So reorganization is not only effectiveness in operations, but efficiency in the production of every weapon, every soldier, every unit throughout the whole military establishment so we can keep to the bare minimum these tremendous sums we are called upon to spend.

Because, my friends, we are looking toward an era of some ten, fifteen, twenty--maybe even forty--years ahead. We have got to know how to carry these sums without damaging our economy, without inducing us to go to the easy road of economic controls or price controls and all that sort of thing. We want a free economy, so we have got our own responsibility: that of securing the country, staying solvent, not only in the sense of not becoming bankrupt but staying solvent in our possession of those values that we so treasure.

The word economy, of course, brings to my mind for a moment the state of our economy. I am one of those whose faith in this country is complete--in its readiness, and its power to become constantly more prosperous, more economically strong, and more morally and spiritually strong. I simply believe that no one can ever lose by buying America in any way they want to buy it--with their time, with their effort, with their dedication in public service, with their money--any way. America is the concept that must guide all of us and give to each of us a feeling of tremendous confidence.

As of this moment none of us is going to pretend that everything is going economically as we would like. We are not in one of those periods that we describe either as a boom or as steady progress toward greater prosperity, higher standards and greater fiscal strength in our nation. And there are numbers of things that have been done by the federal Government--and will be done--to inspire this economy of ours to get back on a better road, a road that is leading higher, rather than somewhat downward or crookedly, on to a level of prosperity.

If we are talking about, either in savings or in extra expenditures, of a total, let us say, of 15 billion dollars altogether, we would still be talking about only an infinitesimal part of a 430-billion-dollar GNP (Gross National Product) which this country is bound to have this year, even with all of the downturn in the economy. So it is 430 billion dollars of effort, the most of which is by 173 million separate people. Their work, their desires, the satisfaction of those desires and all of the forces and the economic activity that comes out of the satisfaction of wants is what brings this country along.

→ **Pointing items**
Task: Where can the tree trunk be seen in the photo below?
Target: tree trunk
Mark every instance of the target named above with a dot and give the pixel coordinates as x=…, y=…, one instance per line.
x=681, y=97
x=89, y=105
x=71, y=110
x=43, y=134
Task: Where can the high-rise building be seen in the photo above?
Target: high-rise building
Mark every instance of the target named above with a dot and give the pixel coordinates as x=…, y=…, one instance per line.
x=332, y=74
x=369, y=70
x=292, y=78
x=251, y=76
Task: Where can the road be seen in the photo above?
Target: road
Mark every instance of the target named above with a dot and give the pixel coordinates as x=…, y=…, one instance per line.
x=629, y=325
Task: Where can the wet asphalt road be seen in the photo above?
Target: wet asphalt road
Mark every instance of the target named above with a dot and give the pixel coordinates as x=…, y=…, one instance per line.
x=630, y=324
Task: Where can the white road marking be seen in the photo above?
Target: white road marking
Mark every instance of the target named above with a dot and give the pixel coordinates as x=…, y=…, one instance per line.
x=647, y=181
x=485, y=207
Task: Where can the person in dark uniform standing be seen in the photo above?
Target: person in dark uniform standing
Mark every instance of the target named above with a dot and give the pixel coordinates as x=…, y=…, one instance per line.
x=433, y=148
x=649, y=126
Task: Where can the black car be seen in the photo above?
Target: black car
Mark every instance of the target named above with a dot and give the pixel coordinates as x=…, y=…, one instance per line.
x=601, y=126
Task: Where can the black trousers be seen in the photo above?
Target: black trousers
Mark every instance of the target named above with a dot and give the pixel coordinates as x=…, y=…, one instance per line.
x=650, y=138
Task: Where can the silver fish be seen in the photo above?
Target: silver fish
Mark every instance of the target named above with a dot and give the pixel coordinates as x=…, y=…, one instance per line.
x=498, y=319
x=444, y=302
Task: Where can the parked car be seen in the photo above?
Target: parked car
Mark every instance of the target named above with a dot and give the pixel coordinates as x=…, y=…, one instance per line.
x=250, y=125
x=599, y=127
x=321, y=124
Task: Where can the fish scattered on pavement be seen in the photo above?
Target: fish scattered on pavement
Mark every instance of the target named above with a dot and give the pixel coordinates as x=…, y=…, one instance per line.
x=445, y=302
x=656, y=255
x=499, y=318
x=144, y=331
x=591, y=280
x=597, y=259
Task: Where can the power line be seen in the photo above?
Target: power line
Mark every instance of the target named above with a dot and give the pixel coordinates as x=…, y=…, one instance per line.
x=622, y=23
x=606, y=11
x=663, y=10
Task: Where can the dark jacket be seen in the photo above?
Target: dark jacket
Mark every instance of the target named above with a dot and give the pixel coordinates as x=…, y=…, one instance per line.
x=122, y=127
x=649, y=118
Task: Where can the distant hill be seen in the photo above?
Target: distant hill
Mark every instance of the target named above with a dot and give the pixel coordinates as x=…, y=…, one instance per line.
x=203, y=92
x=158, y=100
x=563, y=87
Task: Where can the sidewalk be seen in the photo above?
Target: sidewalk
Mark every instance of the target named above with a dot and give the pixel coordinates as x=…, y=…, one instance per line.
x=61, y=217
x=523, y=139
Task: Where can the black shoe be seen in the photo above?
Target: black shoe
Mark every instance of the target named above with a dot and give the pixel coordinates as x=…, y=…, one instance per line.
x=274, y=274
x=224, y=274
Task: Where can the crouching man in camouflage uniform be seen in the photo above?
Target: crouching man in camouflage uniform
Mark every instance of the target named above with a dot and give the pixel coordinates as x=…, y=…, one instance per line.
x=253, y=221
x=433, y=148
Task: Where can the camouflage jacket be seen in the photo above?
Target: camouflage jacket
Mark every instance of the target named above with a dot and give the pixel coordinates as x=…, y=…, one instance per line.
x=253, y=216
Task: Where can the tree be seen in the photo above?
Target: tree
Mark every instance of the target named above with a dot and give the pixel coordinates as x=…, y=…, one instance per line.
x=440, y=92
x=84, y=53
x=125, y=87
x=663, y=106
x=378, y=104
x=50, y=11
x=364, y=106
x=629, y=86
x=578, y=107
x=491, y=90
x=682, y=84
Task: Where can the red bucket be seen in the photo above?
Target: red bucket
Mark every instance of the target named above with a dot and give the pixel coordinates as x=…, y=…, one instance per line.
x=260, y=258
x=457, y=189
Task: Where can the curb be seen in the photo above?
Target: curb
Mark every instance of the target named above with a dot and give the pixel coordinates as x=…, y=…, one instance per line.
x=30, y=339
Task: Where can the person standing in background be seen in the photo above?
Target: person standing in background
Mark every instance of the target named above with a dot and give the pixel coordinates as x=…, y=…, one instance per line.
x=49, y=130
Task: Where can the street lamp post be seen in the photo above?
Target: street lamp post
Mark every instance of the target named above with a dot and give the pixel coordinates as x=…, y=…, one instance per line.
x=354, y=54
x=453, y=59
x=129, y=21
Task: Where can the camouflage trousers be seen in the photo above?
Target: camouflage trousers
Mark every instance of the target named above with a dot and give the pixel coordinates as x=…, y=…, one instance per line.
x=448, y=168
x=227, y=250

→ **Exercise instructions**
1/ In the speech on military spending and the economy, what size of Gross National Product does the speaker say the country is bound to have this year?
2/ Extend the speech on military spending and the economy, starting after its final sentence.

→ **Exercise responses**
1/ 430 billion dollars.

2/
Now, the Federal Government can do some part of this--will do some part of it--is doing some part of it. But by and large, ladies and gentlemen, I can't think of any greater opportunity for such a body as this than to make every American understand that if he is not scared, he can go ahead--if he wants to.

And now, I would like to go from the economy to speak of a subject that affects our own economy. The first subject about which I spoke was the measures we take to be safe militarily and economically from the threat that comes from the Kremlin. How, I want to talk for a moment about world trade, to speak of it because of its economic effects upon ourselves.

World trade last year was about one hundred billion dollars. One fifth of that was conducted by our country alone. four and a half million American workers are engaged all the time--full-time jobs--in foreign trade. Our exports, of course, exceed our imports by a very definite measure. We send abroad about ten and a half billion dollars worth of manufactured goods and bring in something a little over three billion from foreign countries. The ratio is more than three to one in our favor, and as I say, four and a half million people are manufacturing these things.

If we were suddenly to cut off that, or stifle it by any unwise action, we would immediately have a tremendous impact on our labor force, and likewise on the materials that come into the country that we need to have. Most of the imports--I think it's something on the order of ten billion dollars--are raw materials that range from everything from rubber to mica, platinum and nickel--you people know what they are. America needs those things to run its business today. We sell so that they can buy our things, and we buy so they can sell. If we don't do it, our economy will be shrunken and shriveled by the measure that is indicated by the figures I have given you.

But, of course, there is a wider implication, a wider meaning of this whole program of freer trade than that of the immediate effect upon our economy. It is the development of peaceful conditions in this world and strengthening our position vis-a-vis the Kremlin. If we can trade with these countries and if they can trade with us, they are bound to us by economic forces that reinforce all of the spiritual unity that we may experience when we stand against tyranny, against dictatorship, against Communism. But if we are not so reinforcing our spiritual and political aspirations among ourselves, then where do these people go to trade? Just one place: the Kremlin.

We cannot possibly afford the economic loss, and above all, we cannot afford the political losses that would be ours if these countries, compelled to go into the Communist orbit by economic requirements, then begin to embrace the economic doctrine as the only thing left for them. I think each of you can see what would happen to our bases, to every single spot on the earth where we are sending aid to help local troops and local populations to stem the tide. You can understand how they would not be able economically to support their own forces. You would see that they could not possibly withstand the political and propaganda pressures that would be brought against them.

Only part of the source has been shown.